Items from a data source
++++++++++

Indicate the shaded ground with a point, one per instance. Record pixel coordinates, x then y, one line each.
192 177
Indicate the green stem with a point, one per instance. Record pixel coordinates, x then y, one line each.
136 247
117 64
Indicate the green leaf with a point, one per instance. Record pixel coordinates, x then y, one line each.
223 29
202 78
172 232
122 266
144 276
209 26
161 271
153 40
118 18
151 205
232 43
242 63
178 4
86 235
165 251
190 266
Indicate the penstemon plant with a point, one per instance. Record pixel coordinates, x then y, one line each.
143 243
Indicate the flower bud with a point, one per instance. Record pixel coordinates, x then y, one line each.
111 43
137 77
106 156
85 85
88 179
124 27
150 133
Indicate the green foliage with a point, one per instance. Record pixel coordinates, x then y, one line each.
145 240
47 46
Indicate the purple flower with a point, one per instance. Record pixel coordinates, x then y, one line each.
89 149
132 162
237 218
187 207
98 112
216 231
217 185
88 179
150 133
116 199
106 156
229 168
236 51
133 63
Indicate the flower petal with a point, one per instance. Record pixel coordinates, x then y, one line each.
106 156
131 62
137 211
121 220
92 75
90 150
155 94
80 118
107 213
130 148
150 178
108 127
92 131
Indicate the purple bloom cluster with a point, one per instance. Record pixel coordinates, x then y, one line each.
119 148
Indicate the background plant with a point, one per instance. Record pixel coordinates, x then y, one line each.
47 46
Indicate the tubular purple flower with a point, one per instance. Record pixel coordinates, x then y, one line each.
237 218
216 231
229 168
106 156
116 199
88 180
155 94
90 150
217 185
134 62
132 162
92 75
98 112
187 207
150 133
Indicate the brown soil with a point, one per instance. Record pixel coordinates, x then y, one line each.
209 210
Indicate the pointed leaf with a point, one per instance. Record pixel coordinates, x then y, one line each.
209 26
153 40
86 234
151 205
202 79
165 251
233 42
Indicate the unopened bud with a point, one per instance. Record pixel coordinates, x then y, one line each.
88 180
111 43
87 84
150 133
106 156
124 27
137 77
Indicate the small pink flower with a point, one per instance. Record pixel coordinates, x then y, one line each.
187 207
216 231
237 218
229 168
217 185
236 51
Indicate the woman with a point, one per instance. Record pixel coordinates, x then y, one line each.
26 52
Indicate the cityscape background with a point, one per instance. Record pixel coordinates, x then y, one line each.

++++++++++

Transcribe the records in full, keeping every character as it is.

__ANSWER BELOW__:
Indicate the shaded ground with a point, one per instance. Record pixel coordinates, x then y, one line each.
192 177
Indicate the green stem with a point, one per instance. Record pixel coordinates, x then y, one line each.
136 247
117 64
Indicate the green leaf with a point, one per instance. Record pixel coordinates, x then y, one line each.
223 29
202 78
172 232
122 266
144 276
209 26
161 271
153 40
118 18
151 205
232 43
242 63
178 4
86 235
165 251
190 266
Indicate the penstemon plant with a point, one per instance. Record pixel coordinates, x then y, one line each.
143 243
Indicate the flower bud with a point, one per instance. Record pixel coordinates, x then y, one line each.
111 43
137 77
106 156
85 85
88 179
124 27
150 133
Indicate the green foliage with a point, one per instance. Record pixel coordinates, x then y, one line each.
145 240
47 46
Indicate the purple flower with a point, one per instance. Record pixel coordinates, x then y, one line each.
89 149
132 162
237 218
187 207
98 112
216 231
217 185
88 179
150 133
116 199
106 156
229 168
236 51
133 63
Indicate the flower petal with a point, one per instance. Record pixel coordinates, x then y, one line each.
106 156
131 62
137 211
121 220
92 75
90 150
155 94
80 118
107 213
130 148
150 178
108 127
92 131
Indicate the purple bloom cluster with a point, one per instance. Record pixel coordinates, x then y, one line each.
119 148
Indicate the background plant with a point, one per instance. Record pixel coordinates, x then y, one line each.
47 46
Indicate the tubular purple flower with a point, one per instance. Record pixel coordinates, x then y, one line each.
237 218
216 231
229 168
106 156
116 199
88 180
155 94
90 150
217 185
134 62
132 162
92 75
98 112
187 207
150 133
Indicate the brown soil with a point, one per instance. Record pixel coordinates, x then y, one line each.
209 210
Indicate the pointed leaf with a point, one per instance. Record pixel coordinates, x then y, one line each.
209 26
153 40
86 234
151 205
202 79
165 251
233 42
Indicate the unopened bud with a point, one per instance. Record pixel coordinates, x then y, one line each.
88 180
111 43
87 84
150 133
106 156
124 27
137 77
Indicate the small pink flower with a point, one per instance. Record pixel coordinates, x then y, one line each.
187 207
216 231
237 218
229 168
217 185
236 51
Indicate the woman with a point, one per instance. Record pixel coordinates, x then y, one line each.
26 52
Indicate the cityscape background with a point, one per instance. Record pixel coordinates, x then y, one line each.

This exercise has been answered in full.